→ **ENTRIES SUPPLIED**
——

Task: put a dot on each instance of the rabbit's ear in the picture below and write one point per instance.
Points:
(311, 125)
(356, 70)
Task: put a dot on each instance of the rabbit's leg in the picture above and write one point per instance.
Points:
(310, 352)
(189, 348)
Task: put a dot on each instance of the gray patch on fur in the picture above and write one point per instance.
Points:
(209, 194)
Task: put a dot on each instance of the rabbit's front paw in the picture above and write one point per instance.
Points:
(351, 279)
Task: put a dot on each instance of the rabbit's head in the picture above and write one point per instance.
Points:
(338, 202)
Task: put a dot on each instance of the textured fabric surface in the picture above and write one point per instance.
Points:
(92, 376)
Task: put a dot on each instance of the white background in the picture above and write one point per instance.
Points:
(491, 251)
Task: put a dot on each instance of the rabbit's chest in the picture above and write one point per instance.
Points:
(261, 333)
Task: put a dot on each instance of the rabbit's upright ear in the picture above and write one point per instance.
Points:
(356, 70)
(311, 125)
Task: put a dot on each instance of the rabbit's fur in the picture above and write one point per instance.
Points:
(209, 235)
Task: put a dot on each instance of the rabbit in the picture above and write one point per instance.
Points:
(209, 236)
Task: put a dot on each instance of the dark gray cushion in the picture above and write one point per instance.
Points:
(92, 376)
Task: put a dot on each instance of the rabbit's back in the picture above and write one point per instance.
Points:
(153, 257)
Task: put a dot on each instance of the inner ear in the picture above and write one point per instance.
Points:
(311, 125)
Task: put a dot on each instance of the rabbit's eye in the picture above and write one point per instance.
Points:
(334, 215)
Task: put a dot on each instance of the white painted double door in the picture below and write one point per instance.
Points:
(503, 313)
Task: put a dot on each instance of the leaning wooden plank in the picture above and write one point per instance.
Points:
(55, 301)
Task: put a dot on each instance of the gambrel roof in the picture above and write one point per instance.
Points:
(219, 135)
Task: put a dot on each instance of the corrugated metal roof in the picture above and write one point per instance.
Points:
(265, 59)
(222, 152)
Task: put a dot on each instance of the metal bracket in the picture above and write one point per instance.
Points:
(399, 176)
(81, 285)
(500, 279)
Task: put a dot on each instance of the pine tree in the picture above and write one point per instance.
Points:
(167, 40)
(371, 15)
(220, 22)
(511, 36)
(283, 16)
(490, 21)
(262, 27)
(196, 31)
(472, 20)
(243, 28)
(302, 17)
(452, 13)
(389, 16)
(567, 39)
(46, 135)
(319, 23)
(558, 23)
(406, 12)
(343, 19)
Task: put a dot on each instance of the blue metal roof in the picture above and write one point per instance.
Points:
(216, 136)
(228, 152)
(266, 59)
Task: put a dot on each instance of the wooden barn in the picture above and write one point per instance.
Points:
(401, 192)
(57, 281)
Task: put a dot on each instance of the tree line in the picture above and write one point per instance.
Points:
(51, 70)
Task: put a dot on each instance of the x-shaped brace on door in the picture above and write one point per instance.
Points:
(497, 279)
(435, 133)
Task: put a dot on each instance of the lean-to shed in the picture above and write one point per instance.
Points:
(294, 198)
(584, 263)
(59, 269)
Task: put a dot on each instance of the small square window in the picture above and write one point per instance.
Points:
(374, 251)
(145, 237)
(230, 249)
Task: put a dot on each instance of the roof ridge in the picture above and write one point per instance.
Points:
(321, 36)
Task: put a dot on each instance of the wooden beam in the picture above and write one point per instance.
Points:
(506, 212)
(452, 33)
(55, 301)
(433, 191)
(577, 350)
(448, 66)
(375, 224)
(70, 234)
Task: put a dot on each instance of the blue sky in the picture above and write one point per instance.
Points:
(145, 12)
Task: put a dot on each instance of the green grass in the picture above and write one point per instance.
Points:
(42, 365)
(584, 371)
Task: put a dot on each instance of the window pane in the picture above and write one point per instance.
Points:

——

→ **REQUIRED WORK**
All that belongs in the answer is the lines from the start of the entries above through the line containing "Task: put a dot on each instance of the rabbit's leg", each given exactly.

→ **EXPECTED ANSWER**
Task: put a dot on each instance of the rabbit's ear in the picture below and write one point per instance.
Points:
(311, 125)
(356, 70)
Task: put a dot on each instance of the rabbit's leg in the picture above and write one point per instance.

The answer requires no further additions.